• _Dataset content_:

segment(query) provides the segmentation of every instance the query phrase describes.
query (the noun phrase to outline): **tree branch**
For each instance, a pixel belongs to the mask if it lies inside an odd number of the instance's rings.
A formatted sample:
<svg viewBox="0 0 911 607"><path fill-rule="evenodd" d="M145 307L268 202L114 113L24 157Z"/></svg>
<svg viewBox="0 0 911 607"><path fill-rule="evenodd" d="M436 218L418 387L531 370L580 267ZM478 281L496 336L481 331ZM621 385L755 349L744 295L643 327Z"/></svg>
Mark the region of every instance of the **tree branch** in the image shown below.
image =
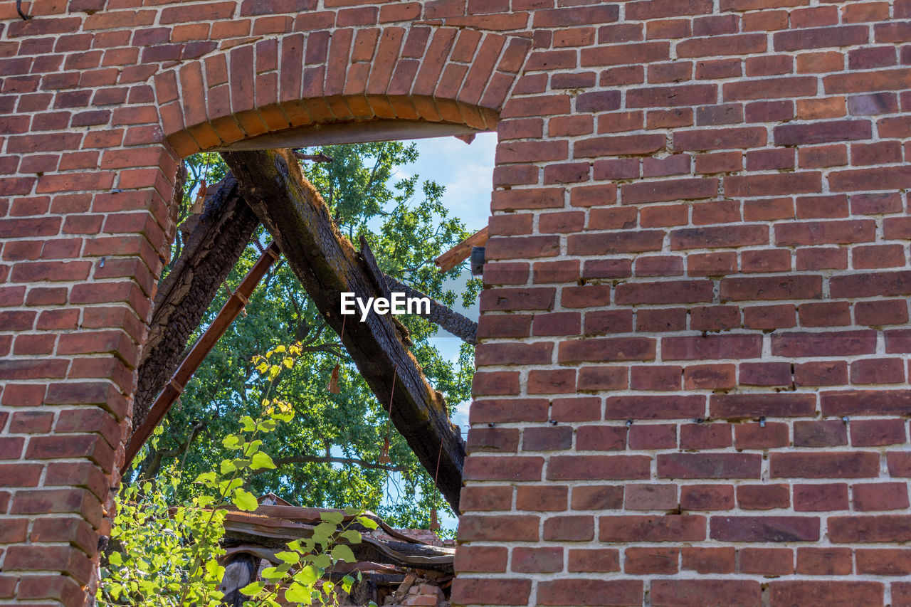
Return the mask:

• _Problem to solve_:
Copy every item above word for word, leaving out the pictures.

• _Finished exercise_:
segment(query) provides the segmentation of every instance the query phrase describes.
query (the noun phrase to outline): **tree branch**
For each instance, a pixel belongs to the mask if it lies inside an odd number of the instance's rings.
A formatted sample:
<svg viewBox="0 0 911 607"><path fill-rule="evenodd" d="M145 307L268 202L114 113L24 157Z"/></svg>
<svg viewBox="0 0 911 607"><path fill-rule="evenodd" d="M436 218L418 387L531 370L580 267ZM478 281L496 336L481 331ZM621 385L755 349L744 295L643 327Z"/></svg>
Mark the region of every instance of the **tree branch** in the image shown below.
image =
Return the mask:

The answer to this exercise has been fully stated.